GIVEN PROBLEM A:
In the passage about Prince's album 1999, swap "album" for "record" and write out the text starting at "1999 is celebrating" and ending at "entire musical history.".
GIVEN PROBLEM B:
In the passage about Prince's album 1999, which song gave the band Slave an R&B #1 hit?

━━━ TEXT PASSAGE

1999 is celebrating its 34th anniversary today. Its understood as the album that really helped Prince cross his music over to a more pop oriented audience. A lot has been said about the album. Such as how the album was musically almost entirely the work of Prince himself. Also,how it helped establish the clearest headed example of the electronic based Minneapolis sound that he was pioneering at that time. Not to mention that it came right along with his first proteges in Vanity and (most importantly) The Time. Now I’m really realizing just how important this album was in terms of Prince’s entire musical history.

Prince debuted in the late 1970’s,fresh out of his teens as a disco era version of Stevie Wonder: a youthful funk wunderkind. As Henrique and myself were discussing at the time of writing this,he was first coming out when so much was happening around him. Stevie Wonder’s  Songs In The Key Of Life  still churned out hits,P-Funk were dropping “Flashlight” and “One Nation Under A Groove” while Dayton,Ohio’s Slave was hitting with an R&B #1 smash in their song “Slide”. And than came Prince,a young musical genius who played all the instruments and produced his own music so expertly.

━━━━━━
━━━ RECORDS PROVIDED

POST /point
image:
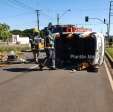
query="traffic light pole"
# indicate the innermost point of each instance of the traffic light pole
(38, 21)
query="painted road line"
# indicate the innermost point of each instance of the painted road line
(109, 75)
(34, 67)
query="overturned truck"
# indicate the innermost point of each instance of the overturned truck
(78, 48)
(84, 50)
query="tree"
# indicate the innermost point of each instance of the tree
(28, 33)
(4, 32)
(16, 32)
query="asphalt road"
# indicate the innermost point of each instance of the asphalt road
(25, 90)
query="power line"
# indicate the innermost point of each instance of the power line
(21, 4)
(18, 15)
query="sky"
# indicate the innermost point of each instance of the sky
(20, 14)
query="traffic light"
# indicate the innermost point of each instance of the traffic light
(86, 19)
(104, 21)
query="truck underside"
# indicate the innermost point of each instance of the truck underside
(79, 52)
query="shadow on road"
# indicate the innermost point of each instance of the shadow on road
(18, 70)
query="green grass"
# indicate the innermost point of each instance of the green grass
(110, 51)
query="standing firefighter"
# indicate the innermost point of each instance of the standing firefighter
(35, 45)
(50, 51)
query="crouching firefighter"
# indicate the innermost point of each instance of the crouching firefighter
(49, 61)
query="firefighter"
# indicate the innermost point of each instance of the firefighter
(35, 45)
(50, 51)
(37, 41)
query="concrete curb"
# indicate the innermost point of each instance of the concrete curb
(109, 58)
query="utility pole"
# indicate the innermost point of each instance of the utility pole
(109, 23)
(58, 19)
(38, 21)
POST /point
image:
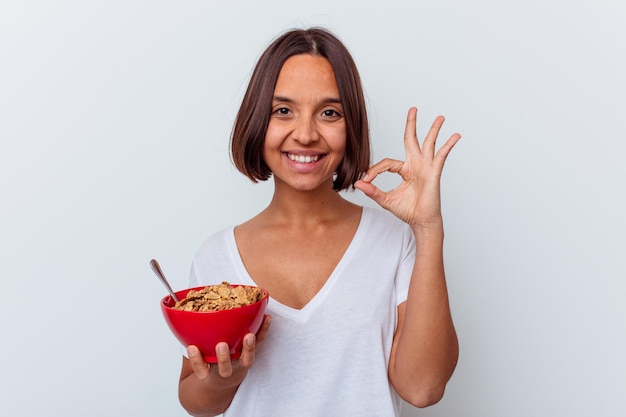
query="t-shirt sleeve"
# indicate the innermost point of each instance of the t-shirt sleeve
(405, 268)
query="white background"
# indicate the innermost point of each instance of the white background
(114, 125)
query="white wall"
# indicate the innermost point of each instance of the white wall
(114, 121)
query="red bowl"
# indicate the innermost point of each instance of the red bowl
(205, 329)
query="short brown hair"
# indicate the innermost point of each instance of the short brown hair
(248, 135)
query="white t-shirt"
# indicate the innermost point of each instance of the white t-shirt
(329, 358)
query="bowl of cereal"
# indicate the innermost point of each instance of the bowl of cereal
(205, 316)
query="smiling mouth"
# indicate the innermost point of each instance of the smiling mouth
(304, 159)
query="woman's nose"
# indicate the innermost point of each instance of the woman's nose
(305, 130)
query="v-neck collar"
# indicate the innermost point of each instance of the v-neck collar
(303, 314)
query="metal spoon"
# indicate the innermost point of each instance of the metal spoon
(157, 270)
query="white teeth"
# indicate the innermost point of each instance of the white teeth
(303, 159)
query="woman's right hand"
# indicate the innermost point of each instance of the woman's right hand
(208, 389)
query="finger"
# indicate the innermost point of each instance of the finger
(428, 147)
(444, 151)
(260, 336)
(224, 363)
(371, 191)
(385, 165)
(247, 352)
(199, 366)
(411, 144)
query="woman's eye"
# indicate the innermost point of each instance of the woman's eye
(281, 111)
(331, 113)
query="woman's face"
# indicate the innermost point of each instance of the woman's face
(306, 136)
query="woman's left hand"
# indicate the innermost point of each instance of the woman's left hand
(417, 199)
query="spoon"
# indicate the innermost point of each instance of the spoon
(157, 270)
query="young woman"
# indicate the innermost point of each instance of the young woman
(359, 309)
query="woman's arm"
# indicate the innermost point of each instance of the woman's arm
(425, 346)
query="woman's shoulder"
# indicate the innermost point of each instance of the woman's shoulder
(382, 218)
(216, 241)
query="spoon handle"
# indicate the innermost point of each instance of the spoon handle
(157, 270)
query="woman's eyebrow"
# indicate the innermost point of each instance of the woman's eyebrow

━━━━━━
━━━ RECORDS PROVIDED

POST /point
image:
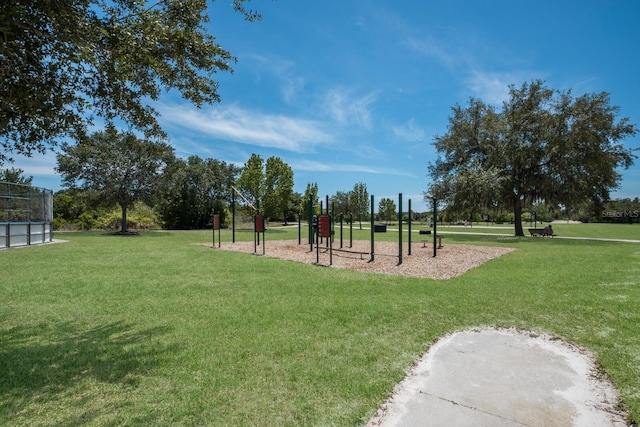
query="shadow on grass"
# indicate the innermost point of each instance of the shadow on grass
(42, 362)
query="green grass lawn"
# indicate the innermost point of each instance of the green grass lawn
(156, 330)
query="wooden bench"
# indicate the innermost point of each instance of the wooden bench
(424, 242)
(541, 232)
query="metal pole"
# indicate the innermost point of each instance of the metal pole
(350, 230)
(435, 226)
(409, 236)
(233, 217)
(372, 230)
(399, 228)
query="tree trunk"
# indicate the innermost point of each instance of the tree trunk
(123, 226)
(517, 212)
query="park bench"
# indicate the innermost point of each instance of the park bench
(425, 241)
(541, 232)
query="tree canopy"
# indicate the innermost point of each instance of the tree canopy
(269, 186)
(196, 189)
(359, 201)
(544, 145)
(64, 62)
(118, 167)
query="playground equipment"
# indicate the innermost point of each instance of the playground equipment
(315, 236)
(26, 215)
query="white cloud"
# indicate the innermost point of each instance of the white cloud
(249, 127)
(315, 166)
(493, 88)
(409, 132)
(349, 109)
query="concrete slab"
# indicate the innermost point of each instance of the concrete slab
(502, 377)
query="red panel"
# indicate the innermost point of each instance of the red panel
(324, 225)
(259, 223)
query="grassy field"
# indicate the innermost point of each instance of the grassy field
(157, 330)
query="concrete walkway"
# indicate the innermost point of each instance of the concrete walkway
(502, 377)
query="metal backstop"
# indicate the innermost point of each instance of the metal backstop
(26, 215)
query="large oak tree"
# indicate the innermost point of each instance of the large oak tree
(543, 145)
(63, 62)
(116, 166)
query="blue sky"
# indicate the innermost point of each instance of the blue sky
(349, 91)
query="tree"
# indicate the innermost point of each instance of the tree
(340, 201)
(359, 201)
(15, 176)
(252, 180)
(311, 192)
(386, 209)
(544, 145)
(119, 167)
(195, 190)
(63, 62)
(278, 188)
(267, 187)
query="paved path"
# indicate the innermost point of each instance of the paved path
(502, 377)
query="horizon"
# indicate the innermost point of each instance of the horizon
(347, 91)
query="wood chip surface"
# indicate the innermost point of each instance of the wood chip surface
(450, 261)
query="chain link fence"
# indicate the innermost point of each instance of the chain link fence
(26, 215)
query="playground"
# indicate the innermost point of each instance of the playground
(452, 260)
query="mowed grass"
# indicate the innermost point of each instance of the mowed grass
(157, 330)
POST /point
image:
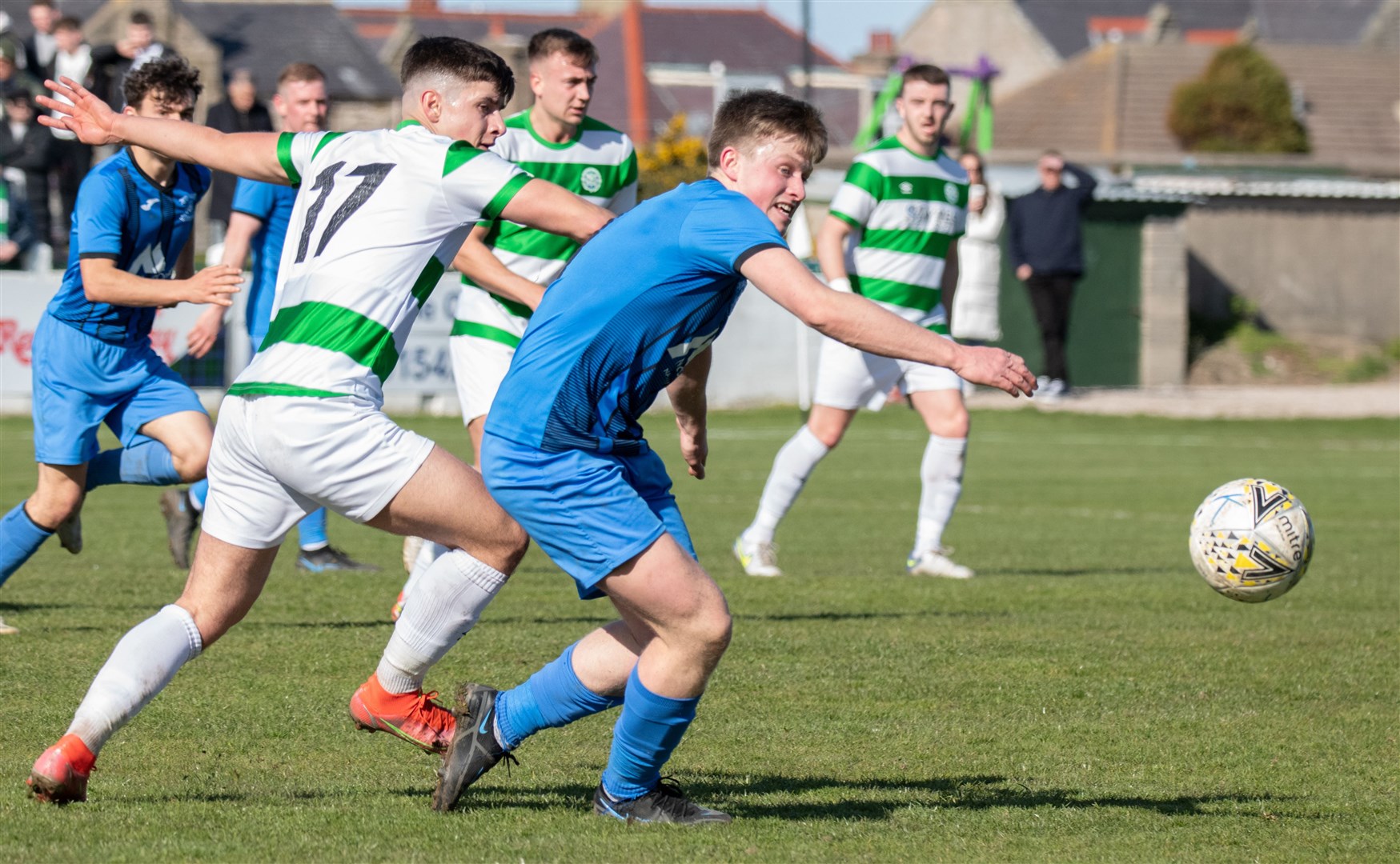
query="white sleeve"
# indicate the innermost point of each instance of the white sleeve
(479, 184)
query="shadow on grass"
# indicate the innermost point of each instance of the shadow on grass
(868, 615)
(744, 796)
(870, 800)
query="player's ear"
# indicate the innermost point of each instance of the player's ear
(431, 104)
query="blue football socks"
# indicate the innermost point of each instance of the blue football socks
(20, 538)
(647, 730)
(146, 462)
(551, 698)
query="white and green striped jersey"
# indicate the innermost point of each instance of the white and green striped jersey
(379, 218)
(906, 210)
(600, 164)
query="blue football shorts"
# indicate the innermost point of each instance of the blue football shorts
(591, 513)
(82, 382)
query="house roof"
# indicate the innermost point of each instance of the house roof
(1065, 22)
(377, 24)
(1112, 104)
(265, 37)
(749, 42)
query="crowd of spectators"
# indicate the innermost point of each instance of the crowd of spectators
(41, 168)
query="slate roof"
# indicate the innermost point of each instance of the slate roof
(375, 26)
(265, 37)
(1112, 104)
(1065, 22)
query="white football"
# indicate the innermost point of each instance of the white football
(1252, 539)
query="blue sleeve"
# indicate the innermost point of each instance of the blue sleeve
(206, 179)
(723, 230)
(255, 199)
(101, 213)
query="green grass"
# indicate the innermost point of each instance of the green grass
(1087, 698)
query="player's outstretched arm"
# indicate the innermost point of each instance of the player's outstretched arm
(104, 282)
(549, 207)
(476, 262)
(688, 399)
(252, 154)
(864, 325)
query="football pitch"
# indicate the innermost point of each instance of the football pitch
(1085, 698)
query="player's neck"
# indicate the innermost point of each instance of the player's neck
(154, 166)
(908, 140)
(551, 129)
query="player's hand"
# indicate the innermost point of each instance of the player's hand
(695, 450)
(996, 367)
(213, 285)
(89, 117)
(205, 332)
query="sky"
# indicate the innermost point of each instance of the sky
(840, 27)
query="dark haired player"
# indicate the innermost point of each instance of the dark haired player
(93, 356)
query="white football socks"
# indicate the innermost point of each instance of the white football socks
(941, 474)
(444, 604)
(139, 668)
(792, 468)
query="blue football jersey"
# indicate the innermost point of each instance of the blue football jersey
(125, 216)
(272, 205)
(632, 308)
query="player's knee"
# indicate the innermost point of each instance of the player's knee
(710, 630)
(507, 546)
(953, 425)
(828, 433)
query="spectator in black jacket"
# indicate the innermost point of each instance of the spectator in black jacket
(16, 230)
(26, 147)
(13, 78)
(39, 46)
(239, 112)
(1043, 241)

━━━━━━

CORRECT RESPONSE A:
1999 is celebrating its 34th anniversary today. Its understood as the record that really helped Prince cross his music over to a more pop oriented audience. A lot has been said about the record. Such as how the record was musically almost entirely the work of Prince himself. Also,how it helped establish the clearest headed example of the electronic based Minneapolis sound that he was pioneering at that time. Not to mention that it came right along with his first proteges in Vanity and (most importantly) The Time. Now I’m really realizing just how important this record was in terms of Prince’s entire musical history.

CORRECT RESPONSE B:
"Slide"